In haar nieuwe boek trekt Caroline de Gruyter parallellen tussen de hedendaagse Europese Unie en het Habsburgse Rijk van weleer. Een leerzaam en boeiend werk, dat een veelal vergeten deel van Europa blootlegt, aldus Dave van Ooijen.
De Europese Unie is sinds haar oprichting betrokken bij een toenemend aantal conflicten. Niet alleen extern, zoals met Rusland, Syrië, Afghanistan en het voormalig Joegoslavië. Ook intern is het aantal conflicten gegroeid. Denk aan de eurocrisis, de Brexit, de bewaking van buitengrenzen en de conflicten met Polen en Hongarije over de onafhankelijkheid van rechters en media. Willen we deze conflicten begrijpen dan ontkomen we er volgens Caroline de Gruyter, sinds 1994 columnist en correspondent voor NRC Handelsblad, niet aan ons te verdiepen in het verleden. In haar nieuwste boek, Beter wordt het niet, weet zij scherp de dilemma’s en spanningen te duiden waar Europa tegenaan loopt. In het zeer lezenswaardige boek trekt ze paralellen tussen de Europese Unie en het Habsburgse Rijk. Net als tussen de Eerste en Tweede Wereldoorlog, toen er druk werd gespeculeerd over de ineenstorting van het Habsburgse Rijk, wordt ook nu gezinspeeld op het uiteenvallen van de Europese Unie. Maar klopt dit ook? Kan met de Europese Unie hetzelfde gebeuren als met het Habsburgse Rijk?
Habsburgse Rijk
Het Habsburgse Rijk heeft vele eeuwen bestaan. Net als de Europese Unie was het een interne markt en een douane-unie. Ook beschikte het over één munt. De interne markt besloeg het huidige Oostenrijk, Tsjechië, Slowakije, Kroatië en Hongarije in zijn geheel. Daarnaast bestond het uit delen van Italië (Lombardije en Venetië), Polen, Roemenië, Oekraïne en het voormalig Joegoslavië. De eerste Habsburgers waren ridders uit het gebied dat nu Duitstalig Zwitserland is. Langzaam breidden zij hun territorium uit, door veroveringen, huwelijken en allianties. Een tijd lang, van 1482 tot 1581, hoorden ook de Noordelijke Nederlanden bij het Habsburgse Rijk. Begin 16e eeuw bewoog het rijk zich meer oostwaarts, om te Hongaren te helpen het hoofd te bieden tegen te Turken. In totaal zou het Habsburgse Rijk zeshonderd jaar bestaan. Na opstanden in 1848 (Wenen, Praag, Boedapest) werden door keizer Frans Jozef, die in dat jaar als 18-jarige de troon besteeg, permanent hervormingen doorgevoerd. De belangrijkste was de hervorming van 1867. De centraal bestuurde staat werd in dat jaar omgevormd in een Dubbelmonarchie. Hongarije werd met Slowakije en delen van Roemenië, Kroatië, Oekraïne en Slovenië een koninkrijk met Frans Jozef als koning. Het westelijk Duitssprekende deel, waaronder Tirolers, Hongaren, Italianen, Tsjechen, Slowaken, Polen, Slaven en Oekraïners, bleef een keizerrijk met Frans Jozef als keizer.

• **Uittreksel gegevens**:
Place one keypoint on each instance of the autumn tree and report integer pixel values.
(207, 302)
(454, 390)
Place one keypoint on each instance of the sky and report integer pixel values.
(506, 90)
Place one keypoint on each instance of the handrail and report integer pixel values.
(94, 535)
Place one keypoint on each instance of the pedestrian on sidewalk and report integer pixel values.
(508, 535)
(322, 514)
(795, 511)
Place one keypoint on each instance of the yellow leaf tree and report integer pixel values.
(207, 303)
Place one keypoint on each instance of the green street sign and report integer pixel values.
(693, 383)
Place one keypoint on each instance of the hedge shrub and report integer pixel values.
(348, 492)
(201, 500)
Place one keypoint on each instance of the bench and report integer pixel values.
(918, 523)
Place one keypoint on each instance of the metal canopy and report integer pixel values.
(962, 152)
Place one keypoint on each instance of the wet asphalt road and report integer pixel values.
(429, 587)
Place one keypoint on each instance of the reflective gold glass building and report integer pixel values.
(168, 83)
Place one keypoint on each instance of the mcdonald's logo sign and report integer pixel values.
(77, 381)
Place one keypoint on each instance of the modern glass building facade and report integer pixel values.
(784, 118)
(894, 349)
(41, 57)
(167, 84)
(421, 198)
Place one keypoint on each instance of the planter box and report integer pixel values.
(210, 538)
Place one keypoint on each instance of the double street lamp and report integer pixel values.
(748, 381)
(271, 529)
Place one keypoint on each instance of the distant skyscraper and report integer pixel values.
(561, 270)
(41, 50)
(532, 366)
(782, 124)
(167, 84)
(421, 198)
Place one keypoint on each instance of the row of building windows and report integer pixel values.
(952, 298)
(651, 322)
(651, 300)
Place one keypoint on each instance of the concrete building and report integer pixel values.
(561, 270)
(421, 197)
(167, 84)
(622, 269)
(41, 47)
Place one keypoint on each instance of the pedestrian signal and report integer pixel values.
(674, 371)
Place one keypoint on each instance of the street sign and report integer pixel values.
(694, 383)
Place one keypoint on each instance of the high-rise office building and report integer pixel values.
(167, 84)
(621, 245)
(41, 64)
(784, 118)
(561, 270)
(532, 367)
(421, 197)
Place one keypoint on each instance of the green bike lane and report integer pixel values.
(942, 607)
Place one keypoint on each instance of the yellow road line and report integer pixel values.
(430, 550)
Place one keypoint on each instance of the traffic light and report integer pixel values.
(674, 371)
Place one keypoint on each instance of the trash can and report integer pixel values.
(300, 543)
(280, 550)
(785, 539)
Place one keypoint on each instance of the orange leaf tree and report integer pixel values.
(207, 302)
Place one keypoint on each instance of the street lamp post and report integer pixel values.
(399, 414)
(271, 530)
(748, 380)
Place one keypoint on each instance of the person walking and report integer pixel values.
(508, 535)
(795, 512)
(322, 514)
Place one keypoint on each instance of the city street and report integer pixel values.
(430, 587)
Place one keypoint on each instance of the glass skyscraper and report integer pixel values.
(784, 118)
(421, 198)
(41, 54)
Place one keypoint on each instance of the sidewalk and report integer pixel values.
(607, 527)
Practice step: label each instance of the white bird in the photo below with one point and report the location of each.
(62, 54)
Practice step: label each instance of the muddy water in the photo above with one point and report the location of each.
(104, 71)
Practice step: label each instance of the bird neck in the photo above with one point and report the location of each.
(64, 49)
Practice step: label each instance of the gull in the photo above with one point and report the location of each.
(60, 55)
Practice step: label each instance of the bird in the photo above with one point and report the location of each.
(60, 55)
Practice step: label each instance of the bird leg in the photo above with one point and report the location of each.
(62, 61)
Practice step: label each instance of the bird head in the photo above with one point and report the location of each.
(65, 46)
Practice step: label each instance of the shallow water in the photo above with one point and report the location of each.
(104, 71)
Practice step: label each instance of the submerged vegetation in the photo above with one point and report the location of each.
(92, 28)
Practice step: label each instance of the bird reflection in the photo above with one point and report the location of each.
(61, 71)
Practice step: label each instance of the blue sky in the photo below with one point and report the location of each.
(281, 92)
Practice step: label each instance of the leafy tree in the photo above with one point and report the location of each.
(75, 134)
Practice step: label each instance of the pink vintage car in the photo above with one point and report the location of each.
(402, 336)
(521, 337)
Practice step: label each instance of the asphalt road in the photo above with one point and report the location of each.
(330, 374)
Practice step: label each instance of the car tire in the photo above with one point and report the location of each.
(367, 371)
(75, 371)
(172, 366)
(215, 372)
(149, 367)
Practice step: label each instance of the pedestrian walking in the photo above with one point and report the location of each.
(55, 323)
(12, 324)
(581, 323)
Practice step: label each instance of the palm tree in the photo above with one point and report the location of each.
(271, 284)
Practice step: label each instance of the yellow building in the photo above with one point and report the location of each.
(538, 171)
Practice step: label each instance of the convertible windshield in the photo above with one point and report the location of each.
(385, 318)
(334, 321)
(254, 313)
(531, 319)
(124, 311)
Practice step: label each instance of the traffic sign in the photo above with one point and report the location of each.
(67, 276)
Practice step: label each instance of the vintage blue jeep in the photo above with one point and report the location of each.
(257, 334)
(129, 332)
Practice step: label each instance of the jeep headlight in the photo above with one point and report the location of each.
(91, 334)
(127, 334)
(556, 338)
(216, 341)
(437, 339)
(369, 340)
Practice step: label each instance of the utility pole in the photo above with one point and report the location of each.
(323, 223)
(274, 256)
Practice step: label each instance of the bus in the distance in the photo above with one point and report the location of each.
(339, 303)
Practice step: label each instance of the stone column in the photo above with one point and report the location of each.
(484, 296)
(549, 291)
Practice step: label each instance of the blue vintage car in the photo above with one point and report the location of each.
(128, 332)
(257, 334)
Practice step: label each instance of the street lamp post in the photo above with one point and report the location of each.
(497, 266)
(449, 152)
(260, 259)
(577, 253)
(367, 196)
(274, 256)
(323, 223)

• **Maak het volgende**:
a) Schrijf uit het fragment over de Europese Unie en het Habsburgse Rijk letterlijk over, beginnend bij "In haar nieuwe" en eindigend bij "Dave van Ooijen.".
b) Pak het fragment over de Europese Unie en het Habsburgse Rijk op waar het ophoudt en schrijf het verder.

• **Definitieve antwoorden**:
a)
In haar nieuwe boek trekt Caroline de Gruyter parallellen tussen de hedendaagse Europese Unie en het Habsburgse Rijk van weleer. Een leerzaam en boeiend werk, dat een veelal vergeten deel van Europa blootlegt, aldus Dave van Ooijen.

b)
Het Habsburgse bestuur
Als een ding duidelijk wordt uit het boek van De Gruyter, dan is het dat de wijze waarop conflicten in de Europese Unie worden opgelost erg veel lijkt op hoe conflicten in het Habsburgse Rijk werden opgelost. Het bestond uit tijd trekken, conflicten vermijden, permanent hervormen en sluiten van compromissen. Met ‘fortwursteln’, doormodderen, gaf het Habsburgse Rijk vele volken, talen en culturen een dak boven het hoofd. Het leven onder de Habsburgers was daardoor relatief veilig en voorspelbaar. Door de centrale ligging van Oostenrijk in het hart van Europa, had het Habsburgse Rijk niet de beschikking over natuurlijke grenzen, zoals bergen en brede rivieren. Om die reden had keizerin Maria Theresia (1717-1780) een afkeer van oorlogen. Oorlogen, zo leerde zij, kunnen gevaarlijk zijn voor een multinationaal rijk.
‘In het Habsburgse rijk kreeg nationalisme nauwelijks poot aan de grond’
Ook omliggende rivalen, zoals de Turkse sultan en de Russische tsaar hadden baat bij een rijk dat niet al te sterk was, maar toch min of meer stabiel bleef. Vandaar dat zowel keizerin Maria Theresia als keizer Frans Jozef (1848-1916) meer waarde hechtte aan beproefde methodes, zoals het uithuwelijken van dochters en nichten, het sluiten van akkoorden en verdragen en het permanent doorvoeren van hervormingen om tegemoet te komen aan bepaalde bevolkingsgroepen. Door de geopolitieke ligging had het Habsburgse Rijk niet alleen geen binnengrenzen, maar ook geen echte buitengrenzen. Er waren geen grensposten, laat staan grensbewaking. En hoewel het beschikte over een leger, waren binnen het leger alle nationaliteiten en taalgroepen gelijk. Dat betekende dat er niet één taal werd gesproken. Officieren en soldaten die dat wilden kregen les in andere talen. Het rijk kende een zekere gemoedelijkheid. Nationalisme kreeg nauwelijks poot aan de grond.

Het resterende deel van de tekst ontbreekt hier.